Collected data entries

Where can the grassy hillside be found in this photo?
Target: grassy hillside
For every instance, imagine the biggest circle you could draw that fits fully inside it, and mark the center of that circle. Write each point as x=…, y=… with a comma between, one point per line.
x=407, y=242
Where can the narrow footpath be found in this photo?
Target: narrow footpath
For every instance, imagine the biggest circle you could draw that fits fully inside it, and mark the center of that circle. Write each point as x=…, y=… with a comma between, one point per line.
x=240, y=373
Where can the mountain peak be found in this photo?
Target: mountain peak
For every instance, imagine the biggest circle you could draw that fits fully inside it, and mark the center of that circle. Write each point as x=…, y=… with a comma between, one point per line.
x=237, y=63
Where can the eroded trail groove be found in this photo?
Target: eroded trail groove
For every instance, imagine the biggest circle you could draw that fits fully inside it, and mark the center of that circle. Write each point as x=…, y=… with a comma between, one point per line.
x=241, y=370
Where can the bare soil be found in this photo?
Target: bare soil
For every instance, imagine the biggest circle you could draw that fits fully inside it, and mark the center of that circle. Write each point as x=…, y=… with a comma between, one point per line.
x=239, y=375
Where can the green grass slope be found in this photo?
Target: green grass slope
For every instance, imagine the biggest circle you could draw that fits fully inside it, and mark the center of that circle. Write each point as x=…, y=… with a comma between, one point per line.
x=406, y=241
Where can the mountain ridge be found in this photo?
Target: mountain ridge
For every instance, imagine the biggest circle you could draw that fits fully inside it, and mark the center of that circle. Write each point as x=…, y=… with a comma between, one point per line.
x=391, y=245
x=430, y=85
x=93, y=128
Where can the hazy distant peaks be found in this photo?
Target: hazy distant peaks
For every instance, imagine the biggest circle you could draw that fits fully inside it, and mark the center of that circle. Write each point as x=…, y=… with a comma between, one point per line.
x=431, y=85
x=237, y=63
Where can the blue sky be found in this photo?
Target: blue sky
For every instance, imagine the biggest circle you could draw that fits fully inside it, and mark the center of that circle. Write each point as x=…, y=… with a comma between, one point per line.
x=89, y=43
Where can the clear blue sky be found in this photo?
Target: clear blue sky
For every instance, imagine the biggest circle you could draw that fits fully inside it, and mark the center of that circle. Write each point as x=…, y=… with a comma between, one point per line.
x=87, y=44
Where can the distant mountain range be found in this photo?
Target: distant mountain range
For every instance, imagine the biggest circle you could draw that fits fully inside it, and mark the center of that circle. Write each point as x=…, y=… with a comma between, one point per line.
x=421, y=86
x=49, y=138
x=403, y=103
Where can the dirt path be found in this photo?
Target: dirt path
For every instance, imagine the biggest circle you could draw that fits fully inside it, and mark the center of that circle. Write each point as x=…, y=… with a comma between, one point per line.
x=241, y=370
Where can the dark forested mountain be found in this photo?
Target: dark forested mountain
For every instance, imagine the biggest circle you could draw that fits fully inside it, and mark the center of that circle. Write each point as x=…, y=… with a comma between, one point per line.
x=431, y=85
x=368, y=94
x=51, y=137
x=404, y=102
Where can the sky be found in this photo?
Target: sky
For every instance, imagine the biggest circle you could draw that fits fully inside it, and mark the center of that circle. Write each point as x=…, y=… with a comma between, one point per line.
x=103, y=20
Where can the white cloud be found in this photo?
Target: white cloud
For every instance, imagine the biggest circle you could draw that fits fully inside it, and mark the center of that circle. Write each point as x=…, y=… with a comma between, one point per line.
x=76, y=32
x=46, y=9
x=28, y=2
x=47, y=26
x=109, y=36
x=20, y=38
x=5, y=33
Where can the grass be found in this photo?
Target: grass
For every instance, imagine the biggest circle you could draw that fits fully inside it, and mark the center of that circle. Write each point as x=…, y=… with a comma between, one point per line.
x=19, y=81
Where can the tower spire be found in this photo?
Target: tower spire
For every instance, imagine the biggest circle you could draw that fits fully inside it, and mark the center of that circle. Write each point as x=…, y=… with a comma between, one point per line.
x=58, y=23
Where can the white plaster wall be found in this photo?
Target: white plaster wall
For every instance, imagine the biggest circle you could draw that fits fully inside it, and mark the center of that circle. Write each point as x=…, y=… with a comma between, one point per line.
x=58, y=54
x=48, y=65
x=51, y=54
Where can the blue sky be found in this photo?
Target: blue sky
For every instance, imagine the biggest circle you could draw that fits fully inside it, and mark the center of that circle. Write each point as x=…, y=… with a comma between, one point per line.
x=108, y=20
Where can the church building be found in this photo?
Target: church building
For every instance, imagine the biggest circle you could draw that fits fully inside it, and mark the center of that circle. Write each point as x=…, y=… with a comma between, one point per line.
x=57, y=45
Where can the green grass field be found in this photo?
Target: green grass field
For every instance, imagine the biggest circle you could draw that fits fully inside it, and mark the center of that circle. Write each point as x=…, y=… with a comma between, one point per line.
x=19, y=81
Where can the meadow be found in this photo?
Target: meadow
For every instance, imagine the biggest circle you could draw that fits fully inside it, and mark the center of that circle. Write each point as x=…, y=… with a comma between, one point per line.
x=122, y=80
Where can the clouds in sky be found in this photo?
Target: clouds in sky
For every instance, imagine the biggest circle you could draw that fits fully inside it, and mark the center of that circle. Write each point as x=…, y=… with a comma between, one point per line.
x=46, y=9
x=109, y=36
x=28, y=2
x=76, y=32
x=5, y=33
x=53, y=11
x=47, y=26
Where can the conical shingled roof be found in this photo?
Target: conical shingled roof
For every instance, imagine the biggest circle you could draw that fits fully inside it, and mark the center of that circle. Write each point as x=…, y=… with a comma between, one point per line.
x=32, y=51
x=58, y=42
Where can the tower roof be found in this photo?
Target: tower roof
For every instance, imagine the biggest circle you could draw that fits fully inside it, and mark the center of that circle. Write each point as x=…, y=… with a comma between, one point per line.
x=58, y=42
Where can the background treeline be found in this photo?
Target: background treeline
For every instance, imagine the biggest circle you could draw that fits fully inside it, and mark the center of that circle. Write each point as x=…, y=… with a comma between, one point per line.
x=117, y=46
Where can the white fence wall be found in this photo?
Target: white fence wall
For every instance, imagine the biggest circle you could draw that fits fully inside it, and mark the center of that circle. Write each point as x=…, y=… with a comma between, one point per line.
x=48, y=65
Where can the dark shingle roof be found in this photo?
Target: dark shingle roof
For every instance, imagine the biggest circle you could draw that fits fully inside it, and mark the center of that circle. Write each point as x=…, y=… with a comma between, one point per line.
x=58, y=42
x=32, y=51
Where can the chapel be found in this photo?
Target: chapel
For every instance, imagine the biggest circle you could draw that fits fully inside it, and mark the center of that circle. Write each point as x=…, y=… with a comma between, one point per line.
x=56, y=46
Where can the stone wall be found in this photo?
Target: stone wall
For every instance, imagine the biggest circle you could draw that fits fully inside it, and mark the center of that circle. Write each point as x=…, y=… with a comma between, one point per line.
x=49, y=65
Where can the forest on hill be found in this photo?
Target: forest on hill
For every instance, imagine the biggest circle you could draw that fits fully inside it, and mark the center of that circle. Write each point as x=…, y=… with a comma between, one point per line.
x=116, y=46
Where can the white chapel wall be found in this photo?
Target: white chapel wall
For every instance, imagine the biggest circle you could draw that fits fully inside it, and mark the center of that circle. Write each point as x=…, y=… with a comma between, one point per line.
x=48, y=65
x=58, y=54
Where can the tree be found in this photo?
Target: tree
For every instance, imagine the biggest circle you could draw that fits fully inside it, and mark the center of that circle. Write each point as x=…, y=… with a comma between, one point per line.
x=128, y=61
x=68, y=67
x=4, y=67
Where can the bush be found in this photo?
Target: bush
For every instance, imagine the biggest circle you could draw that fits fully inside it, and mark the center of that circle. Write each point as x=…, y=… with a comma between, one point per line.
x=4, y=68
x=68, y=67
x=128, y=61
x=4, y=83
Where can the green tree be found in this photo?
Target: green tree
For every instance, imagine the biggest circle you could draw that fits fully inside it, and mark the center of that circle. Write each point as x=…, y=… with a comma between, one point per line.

**How to complete this task**
"eroded" is the string to look for; please copy every line of the records above where it appears.

**Exercise response**
Where can the eroded trail groove be found in this photo?
Target: eroded trail groove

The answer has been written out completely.